Opdracht 1 — Waarom heeft de Hoge Raad de conclusie van repliek volgens de tekst over de zaak bij de Hoge Raad niet meegenomen?
Opdracht 2 — Pak de tekst over de zaak bij de Hoge Raad weer op en schrijf hem verder na de laatste zin.

In deze zaak heeft de Hoge Raad op 20 december 2013 uitspraak gedaan in het cassatieberoep van belanghebbende tegen de uitspraak van het Gerechtshof ’s-Hertogenbosch van 23 juli 2013. Het hoger beroep van belanghebbende was gericht tegen een eerdere uitspraak van de Rechtbank te Breda, die betrekking had op de aan belanghebbende opgelegde aanslag in de inkomstenbelasting en premie volksverzekeringen voor het jaar 2005. De belanghebbende heeft een aantal klachten ingediend tegen de uitspraak van het Hof, waarop de Staatssecretaris van Financiën een verweerschrift heeft ingediend. Belanghebbende heeft vervolgens een conclusie van repliek ingediend, maar deze werd door de Hoge Raad niet in overweging genomen omdat deze na de gestelde termijn was ingediend.

Inhoud dataset —

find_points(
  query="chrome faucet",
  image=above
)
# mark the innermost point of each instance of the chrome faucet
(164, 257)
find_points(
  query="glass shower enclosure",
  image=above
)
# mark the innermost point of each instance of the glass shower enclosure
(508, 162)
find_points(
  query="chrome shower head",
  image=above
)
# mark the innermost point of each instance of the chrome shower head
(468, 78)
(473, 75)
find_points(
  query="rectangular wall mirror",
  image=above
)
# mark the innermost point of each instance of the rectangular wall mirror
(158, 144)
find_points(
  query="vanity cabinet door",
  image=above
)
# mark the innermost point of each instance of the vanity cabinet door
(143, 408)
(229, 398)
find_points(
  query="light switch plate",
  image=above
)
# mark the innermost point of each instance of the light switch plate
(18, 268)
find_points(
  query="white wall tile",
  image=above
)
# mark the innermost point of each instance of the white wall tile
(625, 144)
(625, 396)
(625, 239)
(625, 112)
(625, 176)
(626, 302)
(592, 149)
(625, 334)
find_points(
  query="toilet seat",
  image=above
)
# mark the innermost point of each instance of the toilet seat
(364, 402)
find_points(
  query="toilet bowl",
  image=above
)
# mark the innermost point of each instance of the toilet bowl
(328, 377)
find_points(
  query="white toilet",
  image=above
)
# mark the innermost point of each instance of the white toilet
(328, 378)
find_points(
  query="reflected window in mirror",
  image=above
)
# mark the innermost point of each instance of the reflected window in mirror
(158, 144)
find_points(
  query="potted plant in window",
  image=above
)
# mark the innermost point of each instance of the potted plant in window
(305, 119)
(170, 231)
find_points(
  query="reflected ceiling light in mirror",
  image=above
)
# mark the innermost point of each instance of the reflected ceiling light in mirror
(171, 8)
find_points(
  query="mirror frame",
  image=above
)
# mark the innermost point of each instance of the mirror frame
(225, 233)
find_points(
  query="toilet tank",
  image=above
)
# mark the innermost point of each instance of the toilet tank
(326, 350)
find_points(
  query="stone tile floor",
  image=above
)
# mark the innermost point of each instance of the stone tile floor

Antwoord 1 — Omdat die na de gestelde termijn was ingediend.

Antwoord 2 —
De Hoge Raad heeft de klachten van belanghebbende beoordeeld en geconcludeerd dat deze niet tot cassatie konden leiden. De Hoge Raad oordeelde dat, gezien artikel 81, lid 1, van de Wet op de rechterlijke organisatie, er geen nadere motivering nodig was, omdat de klachten niet nopen tot beantwoording van rechtsvragen die van belang zijn voor de rechtseenheid of de rechtsontwikkeling. Dit betekent dat de Hoge Raad de uitspraak van het Gerechtshof in stand liet.
Daarnaast heeft de Hoge Raad geen termen aanwezig geacht voor een veroordeling in de proceskosten, wat betekent dat de kosten van de procedure niet door een van de partijen vergoed hoeven te worden. De beslissing van de Hoge Raad was dat het beroep in cassatie ongegrond werd verklaard, waarmee de eerdere uitspraken van de lagere rechters werden bevestigd.